Tendances de la qualité de l’air en Europe entre 1990 et 2015 : quels impacts sanitaires ?

La qualité de l’air a beaucoup évolué depuis les années 1990, notamment sous l’effet de mesures de gestion visant à réduire les émissions de polluants en Europe. Ces politiques ont aussi été accompagnées du développement d’outils de surveillance permettant d’évaluer l’efficacité des mesures mises en œuvre. Ces outils incluent bien sûr les réseaux de stations réglementaires mais aussi les modèles numériques. Après plusieurs décennies consacrées à l’implémentation de mesures de baisses d’émissions de polluants, et au développement d’outils de suivi, il est légitime de mettre aujourd’hui l’ensemble en perspective pour comprendre quelle a été l’efficacité des politiques d’amélioration de la qualité de l’air.

La mise en œuvre de la modélisation pour des études d’impacts a été possible grâce aux travaux préalables de l’Ineris dans le cadre de la Convention des Nations unies sur la pollution atmosphérique transfrontière. C’est plus particulièrement la Task Force sur la mesure et la modélisation (TFMM) qui a lancé en 2015 un vaste programme d’étude des tendances de qualité de l’air en Europe et initié un exercice d’intercomparaison de modèles (Eurodelta-Trends) visant à reproduire par la modélisation l’évolution de la qualité de l’air en Europe entre 1990 et 2010. Ces résultats de modélisation ont été validés par comparaison aux études de tendance constatées par la mesure, ce qui a permis leur exploitation pour des études d’impact.

Données fournies:

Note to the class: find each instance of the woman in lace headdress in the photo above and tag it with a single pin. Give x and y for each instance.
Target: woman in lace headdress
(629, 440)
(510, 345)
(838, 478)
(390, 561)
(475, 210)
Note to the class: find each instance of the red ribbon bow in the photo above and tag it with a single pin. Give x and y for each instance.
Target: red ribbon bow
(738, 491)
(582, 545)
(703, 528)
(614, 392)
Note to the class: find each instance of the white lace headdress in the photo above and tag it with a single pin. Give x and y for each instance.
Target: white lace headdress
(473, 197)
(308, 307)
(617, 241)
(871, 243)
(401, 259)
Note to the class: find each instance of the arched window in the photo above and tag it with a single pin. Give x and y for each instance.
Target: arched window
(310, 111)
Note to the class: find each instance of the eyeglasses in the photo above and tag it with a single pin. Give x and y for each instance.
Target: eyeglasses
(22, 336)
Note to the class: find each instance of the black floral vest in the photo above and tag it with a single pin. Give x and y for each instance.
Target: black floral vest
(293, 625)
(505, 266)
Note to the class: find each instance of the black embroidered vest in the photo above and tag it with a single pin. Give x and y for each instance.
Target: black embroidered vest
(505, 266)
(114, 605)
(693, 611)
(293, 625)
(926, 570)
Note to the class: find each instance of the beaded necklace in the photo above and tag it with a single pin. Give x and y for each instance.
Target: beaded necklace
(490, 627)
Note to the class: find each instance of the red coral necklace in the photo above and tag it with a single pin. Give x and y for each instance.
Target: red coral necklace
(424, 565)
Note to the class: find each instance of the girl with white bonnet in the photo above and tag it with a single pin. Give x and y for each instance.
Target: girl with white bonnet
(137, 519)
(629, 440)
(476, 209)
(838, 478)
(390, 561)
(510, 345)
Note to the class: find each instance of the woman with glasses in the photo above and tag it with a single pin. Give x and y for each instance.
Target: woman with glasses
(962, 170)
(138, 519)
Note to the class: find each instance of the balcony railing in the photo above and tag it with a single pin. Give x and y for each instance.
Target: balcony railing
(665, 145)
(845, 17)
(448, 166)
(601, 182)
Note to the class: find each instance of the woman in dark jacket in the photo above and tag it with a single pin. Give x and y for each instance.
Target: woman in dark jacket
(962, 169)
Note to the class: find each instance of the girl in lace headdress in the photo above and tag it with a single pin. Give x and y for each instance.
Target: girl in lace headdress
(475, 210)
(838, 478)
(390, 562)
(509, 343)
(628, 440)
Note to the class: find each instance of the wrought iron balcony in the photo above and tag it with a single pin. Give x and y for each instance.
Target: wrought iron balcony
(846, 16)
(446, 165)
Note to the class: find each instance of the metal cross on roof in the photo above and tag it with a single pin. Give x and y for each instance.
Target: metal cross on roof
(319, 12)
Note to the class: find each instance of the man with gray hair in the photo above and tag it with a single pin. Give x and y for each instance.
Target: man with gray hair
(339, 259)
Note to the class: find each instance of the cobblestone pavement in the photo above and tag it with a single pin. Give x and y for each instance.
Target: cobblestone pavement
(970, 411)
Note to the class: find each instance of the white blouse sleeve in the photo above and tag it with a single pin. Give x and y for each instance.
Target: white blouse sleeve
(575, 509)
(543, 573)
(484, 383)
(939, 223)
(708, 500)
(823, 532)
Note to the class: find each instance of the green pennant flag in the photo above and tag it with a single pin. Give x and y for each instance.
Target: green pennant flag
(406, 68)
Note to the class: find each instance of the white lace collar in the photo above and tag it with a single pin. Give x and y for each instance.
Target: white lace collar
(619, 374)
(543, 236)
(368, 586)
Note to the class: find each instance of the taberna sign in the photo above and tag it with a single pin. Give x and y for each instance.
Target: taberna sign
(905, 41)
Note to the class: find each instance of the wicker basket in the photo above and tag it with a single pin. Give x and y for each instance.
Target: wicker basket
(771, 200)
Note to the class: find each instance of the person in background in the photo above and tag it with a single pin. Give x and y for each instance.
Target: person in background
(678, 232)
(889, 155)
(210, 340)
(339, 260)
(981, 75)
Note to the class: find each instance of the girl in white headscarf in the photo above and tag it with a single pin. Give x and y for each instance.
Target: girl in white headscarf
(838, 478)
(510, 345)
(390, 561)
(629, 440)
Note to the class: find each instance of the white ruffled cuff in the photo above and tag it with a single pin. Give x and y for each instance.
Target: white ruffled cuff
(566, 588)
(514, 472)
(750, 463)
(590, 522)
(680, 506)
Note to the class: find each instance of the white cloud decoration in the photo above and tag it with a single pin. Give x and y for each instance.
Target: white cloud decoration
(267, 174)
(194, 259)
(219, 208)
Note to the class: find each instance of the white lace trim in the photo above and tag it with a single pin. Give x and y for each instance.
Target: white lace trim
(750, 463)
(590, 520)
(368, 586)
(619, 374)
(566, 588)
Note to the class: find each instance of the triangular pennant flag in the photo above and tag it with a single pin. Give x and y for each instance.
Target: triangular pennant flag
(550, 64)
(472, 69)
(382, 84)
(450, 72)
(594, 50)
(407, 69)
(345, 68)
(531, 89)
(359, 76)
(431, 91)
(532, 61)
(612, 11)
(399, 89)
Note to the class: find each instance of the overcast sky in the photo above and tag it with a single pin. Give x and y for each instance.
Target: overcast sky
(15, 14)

Travail demandé: Recopiez fidèlement le passage du texte sur la qualité de l’air en Europe, depuis « La mise en œuvre » jusqu’à « des études d’impact. » inclus.

Résultat obtenu:
La mise en œuvre de la modélisation pour des études d’impacts a été possible grâce aux travaux préalables de l’Ineris dans le cadre de la Convention des Nations unies sur la pollution atmosphérique transfrontière. C’est plus particulièrement la Task Force sur la mesure et la modélisation (TFMM) qui a lancé en 2015 un vaste programme d’étude des tendances de qualité de l’air en Europe et initié un exercice d’intercomparaison de modèles (Eurodelta-Trends) visant à reproduire par la modélisation l’évolution de la qualité de l’air en Europe entre 1990 et 2010. Ces résultats de modélisation ont été validés par comparaison aux études de tendance constatées par la mesure, ce qui a permis leur exploitation pour des études d’impact.